What is needed is the full set of records, word for word, with no pictures.

(Given entries)

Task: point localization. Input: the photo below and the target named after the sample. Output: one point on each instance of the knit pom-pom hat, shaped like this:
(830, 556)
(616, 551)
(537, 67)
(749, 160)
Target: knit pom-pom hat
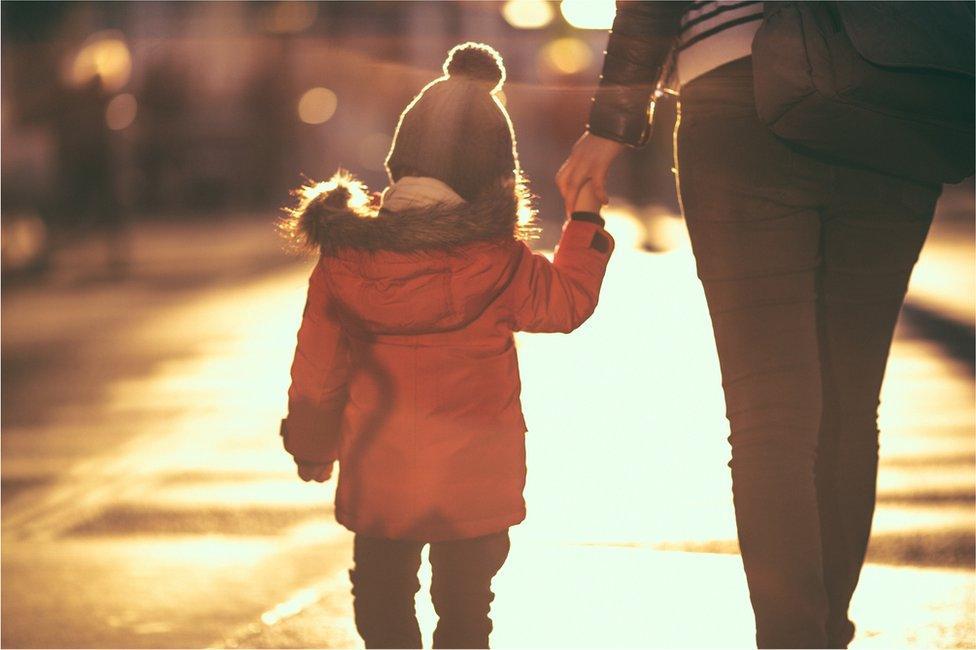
(456, 130)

(End Given entries)

Your solution:
Task: point localization. Input: the photo below and the target named after the sample. Output: one point on each instance of the knit pom-pom hat, shaped like this:
(830, 556)
(616, 551)
(537, 67)
(749, 160)
Target: knit pom-pom hat
(456, 130)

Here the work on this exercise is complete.